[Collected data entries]
Content starts

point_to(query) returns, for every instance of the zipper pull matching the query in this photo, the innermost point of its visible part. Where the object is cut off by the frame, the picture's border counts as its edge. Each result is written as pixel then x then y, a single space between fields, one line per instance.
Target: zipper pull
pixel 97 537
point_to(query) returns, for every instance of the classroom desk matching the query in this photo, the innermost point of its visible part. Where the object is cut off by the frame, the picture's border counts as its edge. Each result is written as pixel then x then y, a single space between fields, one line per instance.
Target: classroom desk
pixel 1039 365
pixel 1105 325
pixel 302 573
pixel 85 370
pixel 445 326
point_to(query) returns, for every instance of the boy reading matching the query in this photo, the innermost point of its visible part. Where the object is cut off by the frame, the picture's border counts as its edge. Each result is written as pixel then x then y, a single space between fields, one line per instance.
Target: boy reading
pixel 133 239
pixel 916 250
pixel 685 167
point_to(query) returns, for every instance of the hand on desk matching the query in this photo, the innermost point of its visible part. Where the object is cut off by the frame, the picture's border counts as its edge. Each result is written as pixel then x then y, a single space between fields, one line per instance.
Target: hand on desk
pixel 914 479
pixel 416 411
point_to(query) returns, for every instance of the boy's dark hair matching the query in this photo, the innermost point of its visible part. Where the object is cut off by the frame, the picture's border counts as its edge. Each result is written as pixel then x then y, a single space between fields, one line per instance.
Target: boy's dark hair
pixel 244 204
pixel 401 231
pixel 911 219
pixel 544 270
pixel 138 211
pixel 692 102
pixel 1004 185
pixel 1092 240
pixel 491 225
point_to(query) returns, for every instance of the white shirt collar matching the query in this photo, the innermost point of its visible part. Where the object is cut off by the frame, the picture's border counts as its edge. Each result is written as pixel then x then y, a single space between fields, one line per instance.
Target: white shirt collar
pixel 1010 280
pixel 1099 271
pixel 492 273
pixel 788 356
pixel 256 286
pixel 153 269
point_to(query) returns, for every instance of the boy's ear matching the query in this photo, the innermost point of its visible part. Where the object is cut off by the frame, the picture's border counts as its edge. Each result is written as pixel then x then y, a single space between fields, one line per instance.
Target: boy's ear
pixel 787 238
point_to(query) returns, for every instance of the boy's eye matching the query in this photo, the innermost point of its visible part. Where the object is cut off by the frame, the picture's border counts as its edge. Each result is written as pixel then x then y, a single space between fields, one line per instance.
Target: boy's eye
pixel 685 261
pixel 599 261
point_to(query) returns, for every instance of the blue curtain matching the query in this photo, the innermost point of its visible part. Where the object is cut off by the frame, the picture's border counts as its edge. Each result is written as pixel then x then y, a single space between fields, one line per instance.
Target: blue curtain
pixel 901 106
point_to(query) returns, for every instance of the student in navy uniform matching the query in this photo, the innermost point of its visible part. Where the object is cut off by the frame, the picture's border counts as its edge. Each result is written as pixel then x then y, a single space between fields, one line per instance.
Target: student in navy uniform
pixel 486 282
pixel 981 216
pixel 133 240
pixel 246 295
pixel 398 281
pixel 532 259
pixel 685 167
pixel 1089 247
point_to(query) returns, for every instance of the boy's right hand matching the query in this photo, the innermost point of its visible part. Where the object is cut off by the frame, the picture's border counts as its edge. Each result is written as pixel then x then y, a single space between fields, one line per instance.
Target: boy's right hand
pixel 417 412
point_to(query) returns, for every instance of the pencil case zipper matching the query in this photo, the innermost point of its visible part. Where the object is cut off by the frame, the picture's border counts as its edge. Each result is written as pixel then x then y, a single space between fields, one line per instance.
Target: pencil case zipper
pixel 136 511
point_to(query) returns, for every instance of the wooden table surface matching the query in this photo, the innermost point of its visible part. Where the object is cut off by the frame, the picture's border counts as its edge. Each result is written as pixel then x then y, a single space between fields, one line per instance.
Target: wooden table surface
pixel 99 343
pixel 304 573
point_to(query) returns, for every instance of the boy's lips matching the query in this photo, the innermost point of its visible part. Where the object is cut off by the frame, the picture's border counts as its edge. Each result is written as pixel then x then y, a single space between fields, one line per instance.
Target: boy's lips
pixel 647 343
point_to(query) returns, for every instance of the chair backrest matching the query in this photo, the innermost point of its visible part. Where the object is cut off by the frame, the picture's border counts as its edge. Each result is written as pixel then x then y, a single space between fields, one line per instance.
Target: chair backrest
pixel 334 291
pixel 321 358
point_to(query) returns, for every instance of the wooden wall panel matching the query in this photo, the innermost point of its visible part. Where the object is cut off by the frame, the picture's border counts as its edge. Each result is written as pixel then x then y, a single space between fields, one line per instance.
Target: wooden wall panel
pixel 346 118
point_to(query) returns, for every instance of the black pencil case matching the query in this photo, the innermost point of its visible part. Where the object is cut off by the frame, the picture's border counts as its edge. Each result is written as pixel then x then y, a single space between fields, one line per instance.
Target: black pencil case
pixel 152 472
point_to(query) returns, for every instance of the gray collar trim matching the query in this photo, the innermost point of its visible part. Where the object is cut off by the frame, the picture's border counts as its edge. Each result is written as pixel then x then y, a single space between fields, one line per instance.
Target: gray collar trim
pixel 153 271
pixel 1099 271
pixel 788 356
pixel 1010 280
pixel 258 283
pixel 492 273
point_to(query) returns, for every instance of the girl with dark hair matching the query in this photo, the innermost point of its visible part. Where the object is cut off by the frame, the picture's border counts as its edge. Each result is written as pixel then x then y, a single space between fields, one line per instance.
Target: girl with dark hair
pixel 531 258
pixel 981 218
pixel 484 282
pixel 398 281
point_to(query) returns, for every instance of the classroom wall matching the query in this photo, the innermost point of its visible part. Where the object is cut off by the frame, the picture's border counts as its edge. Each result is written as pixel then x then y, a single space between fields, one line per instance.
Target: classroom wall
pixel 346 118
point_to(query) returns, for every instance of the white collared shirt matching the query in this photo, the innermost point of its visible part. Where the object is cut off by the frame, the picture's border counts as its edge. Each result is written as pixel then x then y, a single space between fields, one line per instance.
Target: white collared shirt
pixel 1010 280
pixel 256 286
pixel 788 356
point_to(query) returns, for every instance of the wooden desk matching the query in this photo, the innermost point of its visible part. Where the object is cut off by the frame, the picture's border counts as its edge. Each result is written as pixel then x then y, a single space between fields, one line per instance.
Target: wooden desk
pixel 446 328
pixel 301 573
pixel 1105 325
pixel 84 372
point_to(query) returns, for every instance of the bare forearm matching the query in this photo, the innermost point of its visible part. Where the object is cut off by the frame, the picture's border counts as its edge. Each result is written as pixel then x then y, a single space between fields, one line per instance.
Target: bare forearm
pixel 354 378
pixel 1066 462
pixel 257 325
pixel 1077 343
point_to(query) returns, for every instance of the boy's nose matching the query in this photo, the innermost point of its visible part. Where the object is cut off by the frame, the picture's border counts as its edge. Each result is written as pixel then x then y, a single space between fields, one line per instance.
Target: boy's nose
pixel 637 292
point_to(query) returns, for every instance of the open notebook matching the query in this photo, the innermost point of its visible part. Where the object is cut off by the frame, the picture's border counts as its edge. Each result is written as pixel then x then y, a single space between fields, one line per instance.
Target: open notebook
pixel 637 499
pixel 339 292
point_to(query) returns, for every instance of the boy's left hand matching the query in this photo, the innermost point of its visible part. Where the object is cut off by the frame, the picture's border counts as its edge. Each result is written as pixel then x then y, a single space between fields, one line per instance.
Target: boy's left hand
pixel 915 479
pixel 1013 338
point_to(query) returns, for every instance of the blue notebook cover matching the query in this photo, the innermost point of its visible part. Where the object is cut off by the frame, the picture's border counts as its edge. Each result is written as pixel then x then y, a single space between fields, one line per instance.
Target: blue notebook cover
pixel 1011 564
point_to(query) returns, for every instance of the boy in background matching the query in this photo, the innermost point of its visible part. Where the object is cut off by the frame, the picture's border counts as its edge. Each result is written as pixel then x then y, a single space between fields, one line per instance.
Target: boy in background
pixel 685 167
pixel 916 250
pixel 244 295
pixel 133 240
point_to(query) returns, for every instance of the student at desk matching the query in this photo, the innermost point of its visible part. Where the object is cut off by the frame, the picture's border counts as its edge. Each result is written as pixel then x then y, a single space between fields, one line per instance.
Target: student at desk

Content ends

TASK ITEM :: Write down exactly the line with "Target: blue notebook cover", then each line after it through the end of the data.

EXERCISE ANSWER ::
Target: blue notebook cover
pixel 1011 564
point_to(query) returns, for every instance of the boy in background matching the query in this photo, the innermost point of its visible part. Where the object is cut off by the frame, the picture's border counts as its edge. Each result is written as pixel then x then y, a single space between fields, one line per instance.
Target: boy in background
pixel 685 167
pixel 916 250
pixel 244 295
pixel 133 240
point_to(query) returns, for every instance of the student at desk matching the query in this photo, the innermost point of its visible part. Where the object is cut off by the frame, the picture's border counts as its edge. Each result is written as pixel then x then y, a single space between fields, one line per instance.
Target: student at desk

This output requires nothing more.